BEGIN ARTICLE
3.4.1.5 Understanding the embeddings

We can now find words that are close to each other in the embedding. We will use the cosine similarity, since this is what we trained the model to minimize.

library(text2vec)

## 
## Attaching package: 'text2vec'

## The following objects are masked from 'package:keras':
## 
##     fit, normalize

find_similar_words <- function(word, embedding_matrix, n = 5) {
  similarities <- embedding_matrix[word, , drop = FALSE] %>%
    sim2(embedding_matrix, y = ., method = "cosine")
  
  similarities[,1] %>% sort(decreasing = TRUE) %>% head(n)
}


find_similar_words("delicious", embedding_matrix)

## delicious    bought     green   texture     price 
## 1.0000000 0.9809152 0.9789813 0.9783692 0.9781281

find_similar_words("cats", embedding_matrix)

##      cats chocolate      best       too       bag 
## 1.0000000 0.9785330 0.9782802 0.9773057 0.9770379

The t-SNE algorithm can be used to visualize the embeddings. Because of time constraints we will only use it with the first 500 words. o understand more about the t-SNE method see the article: https://distill.pub/2016/misread-tsne/

library(Rtsne)
library(ggplot2)
library(plotly)

## 
## Attaching package: 'plotly'

## The following object is masked from 'package:ggplot2':
## 
##     last_plot

## The following object is masked from 'package:stats':
## 
##     filter

## The following object is masked from 'package:graphics':
## 
##     layout

tsne <- Rtsne(embedding_matrix[2:500,], perplexity = 50, pca = FALSE)
END ARTICLE
BEGIN EXTRACTED DATA
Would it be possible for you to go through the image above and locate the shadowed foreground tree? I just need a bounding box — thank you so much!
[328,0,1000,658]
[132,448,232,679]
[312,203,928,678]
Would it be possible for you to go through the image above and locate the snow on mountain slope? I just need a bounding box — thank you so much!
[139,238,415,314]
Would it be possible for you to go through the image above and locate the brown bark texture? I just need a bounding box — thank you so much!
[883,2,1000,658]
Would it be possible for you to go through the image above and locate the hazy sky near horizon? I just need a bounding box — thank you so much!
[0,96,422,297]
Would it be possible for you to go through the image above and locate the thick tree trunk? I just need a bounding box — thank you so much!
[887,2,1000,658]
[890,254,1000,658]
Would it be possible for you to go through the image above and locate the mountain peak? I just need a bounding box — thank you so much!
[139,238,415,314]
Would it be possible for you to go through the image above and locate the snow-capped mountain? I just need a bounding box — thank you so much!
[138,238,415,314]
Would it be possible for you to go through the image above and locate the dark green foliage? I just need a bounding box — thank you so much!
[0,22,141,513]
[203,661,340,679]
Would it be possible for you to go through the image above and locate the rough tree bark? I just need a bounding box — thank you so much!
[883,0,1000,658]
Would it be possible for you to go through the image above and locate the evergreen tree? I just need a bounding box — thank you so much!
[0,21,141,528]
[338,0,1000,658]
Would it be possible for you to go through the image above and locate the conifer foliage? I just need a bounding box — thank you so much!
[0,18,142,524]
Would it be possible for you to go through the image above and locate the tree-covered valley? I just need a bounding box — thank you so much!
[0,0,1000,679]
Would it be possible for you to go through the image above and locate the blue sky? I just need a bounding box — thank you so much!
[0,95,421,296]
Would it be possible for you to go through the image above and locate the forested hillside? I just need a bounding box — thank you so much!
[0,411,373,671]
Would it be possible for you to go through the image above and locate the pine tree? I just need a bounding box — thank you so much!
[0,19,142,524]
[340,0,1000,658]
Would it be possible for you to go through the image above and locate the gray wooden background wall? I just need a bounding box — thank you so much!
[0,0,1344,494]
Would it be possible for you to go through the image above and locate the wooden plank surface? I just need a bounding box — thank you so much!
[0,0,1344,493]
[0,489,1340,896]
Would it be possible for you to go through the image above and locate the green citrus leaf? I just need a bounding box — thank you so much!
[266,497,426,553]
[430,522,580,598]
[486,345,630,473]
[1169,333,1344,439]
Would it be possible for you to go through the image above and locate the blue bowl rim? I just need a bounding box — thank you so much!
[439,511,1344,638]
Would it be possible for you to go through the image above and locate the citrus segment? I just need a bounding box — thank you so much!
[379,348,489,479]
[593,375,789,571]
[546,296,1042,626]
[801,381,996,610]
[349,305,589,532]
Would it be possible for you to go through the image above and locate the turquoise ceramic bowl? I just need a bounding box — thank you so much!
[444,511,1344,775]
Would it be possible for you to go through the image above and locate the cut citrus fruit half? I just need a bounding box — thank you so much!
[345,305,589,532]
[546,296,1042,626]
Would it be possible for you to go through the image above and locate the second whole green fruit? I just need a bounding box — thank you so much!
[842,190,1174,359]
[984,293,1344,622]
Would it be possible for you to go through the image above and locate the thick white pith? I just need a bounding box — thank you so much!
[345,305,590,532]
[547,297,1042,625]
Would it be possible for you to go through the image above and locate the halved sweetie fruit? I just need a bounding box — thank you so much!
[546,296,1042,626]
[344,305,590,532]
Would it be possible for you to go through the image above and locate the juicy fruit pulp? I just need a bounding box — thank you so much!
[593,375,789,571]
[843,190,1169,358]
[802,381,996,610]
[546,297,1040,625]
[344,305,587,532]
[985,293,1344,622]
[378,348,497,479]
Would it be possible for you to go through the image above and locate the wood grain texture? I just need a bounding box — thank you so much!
END EXTRACTED DATA
BEGIN EXTRACTED DATA
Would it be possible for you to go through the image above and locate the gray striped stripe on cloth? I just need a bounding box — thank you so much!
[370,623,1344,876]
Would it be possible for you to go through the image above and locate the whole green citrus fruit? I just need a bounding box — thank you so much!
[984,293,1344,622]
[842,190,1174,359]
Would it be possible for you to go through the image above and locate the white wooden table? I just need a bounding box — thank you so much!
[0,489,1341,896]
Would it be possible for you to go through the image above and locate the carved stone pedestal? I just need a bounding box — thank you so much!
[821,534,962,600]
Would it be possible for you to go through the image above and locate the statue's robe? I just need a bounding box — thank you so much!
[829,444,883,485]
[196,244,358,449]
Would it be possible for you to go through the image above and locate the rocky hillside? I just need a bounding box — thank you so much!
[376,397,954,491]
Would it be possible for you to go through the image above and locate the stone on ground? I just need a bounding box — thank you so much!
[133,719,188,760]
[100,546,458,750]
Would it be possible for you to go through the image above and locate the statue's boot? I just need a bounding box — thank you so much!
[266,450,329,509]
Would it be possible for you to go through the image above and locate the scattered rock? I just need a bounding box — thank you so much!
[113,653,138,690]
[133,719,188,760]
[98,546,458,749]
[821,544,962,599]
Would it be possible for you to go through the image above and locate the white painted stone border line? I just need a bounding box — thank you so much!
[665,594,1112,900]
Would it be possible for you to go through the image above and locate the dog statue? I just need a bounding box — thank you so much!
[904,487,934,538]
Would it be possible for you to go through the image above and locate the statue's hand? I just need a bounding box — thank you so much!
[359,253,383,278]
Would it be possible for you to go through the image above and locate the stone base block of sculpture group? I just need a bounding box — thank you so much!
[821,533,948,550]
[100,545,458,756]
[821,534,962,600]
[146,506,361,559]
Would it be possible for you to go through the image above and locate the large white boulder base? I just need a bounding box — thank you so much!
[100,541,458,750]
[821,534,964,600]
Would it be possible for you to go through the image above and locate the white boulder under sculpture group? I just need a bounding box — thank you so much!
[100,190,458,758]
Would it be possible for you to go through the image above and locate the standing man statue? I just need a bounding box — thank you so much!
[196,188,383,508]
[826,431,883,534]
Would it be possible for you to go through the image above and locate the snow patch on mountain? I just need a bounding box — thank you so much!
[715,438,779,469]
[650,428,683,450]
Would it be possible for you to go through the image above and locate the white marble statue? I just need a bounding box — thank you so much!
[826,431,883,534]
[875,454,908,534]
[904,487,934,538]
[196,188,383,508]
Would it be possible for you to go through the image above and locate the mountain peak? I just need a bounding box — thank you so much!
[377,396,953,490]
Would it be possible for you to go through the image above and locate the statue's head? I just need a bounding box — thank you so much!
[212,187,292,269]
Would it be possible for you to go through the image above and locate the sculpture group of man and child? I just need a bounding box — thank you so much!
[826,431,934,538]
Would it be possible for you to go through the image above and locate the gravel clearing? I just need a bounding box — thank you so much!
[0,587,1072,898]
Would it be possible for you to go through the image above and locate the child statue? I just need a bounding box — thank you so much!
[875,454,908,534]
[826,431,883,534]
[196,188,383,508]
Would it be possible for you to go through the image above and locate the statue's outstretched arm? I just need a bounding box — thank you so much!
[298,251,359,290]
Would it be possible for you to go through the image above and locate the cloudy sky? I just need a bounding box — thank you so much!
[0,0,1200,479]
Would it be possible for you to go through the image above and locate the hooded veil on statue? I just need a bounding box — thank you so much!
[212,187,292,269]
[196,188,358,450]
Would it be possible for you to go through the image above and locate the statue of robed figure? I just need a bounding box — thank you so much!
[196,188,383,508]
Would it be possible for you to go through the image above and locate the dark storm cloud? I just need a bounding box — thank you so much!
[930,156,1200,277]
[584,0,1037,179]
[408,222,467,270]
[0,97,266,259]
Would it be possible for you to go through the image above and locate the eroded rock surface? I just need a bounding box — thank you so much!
END EXTRACTED DATA
[DIRECTIVES]
A) Reproduce verbatim the passage of the embeddings tutorial above that begins with the words containing "The t-SNE algorithm" and ends with "library(plotly)".
B) Resume the embeddings tutorial above, continuing on from its final line.

[OUTPUTS]
A)
The t-SNE algorithm can be used to visualize the embeddings. Because of time constraints we will only use it with the first 500 words. o understand more about the t-SNE method see the article: https://distill.pub/2016/misread-tsne/

library(Rtsne)
library(ggplot2)
library(plotly)

B)
tsne_plot <- tsne$Y %>%
  as.data.frame() %>%
  mutate(word = row.names(embedding_matrix)[2:500]) %>%
  ggplot(aes(x = V1, y = V2, label = word)) + 
  geom_text(size = 3)
tsne_plot

3.4.2 Using GloVe

source: http://text2vec.org/glove.html

In this example, we will use GloVe to test how much it captures linguistic regularities. By takig the word vectors corresponding to the words: “Paris”, “france”, and “gremany”, we are supposed to obtain “berlin” as closest resulting vector. \(vector("paris") - vector("france) + vector("germany")\)

we will use the wikpiedeia data which is used as a demo by wor2vec.

# download data
# download.file("http://mattmahoney.net/dc/text8.zip", "D:/NLP/NLP-book/data/text8.zip")
# unzip("D:/NLP/NLP-book/data/text8.zip", files = "text8", exdir = "D:/NLP/NLP-book/data/text8")
# load data
wiki = readLines("D:/NLP/NLP-book/data/text8/text8", n = 1, warn = FALSE)

Now, we create a vocabulary constituted of set of words for wich we want to learn word vectors.

# Create iterator over tokens
tokens <- space_tokenizer(wiki)
# Create vocabulary. Terms will be unigrams (simple words).
it = itoken(tokens, progressbar = FALSE)
vocab <- create_vocabulary(it)
str(vocab)

## Classes 'text2vec_vocabulary' and 'data.frame':  253854 obs. of  3 variables:
##  $ term      : chr  "aaaaaacceglllnorst" "aaaaaaccegllnorrst" "aaaaaah" "aaaaaalmrsstt" ...
##  $ term_count: int  1 1 1 1 1 1 1 1 1 1 ...
##  $ doc_count : int  1 1 1 1 1 1 1 1 1 1 ...
##  - attr(*, "ngram")= Named int  1 1
##   ..- attr(*, "names")= chr  "ngram_min" "ngram_max"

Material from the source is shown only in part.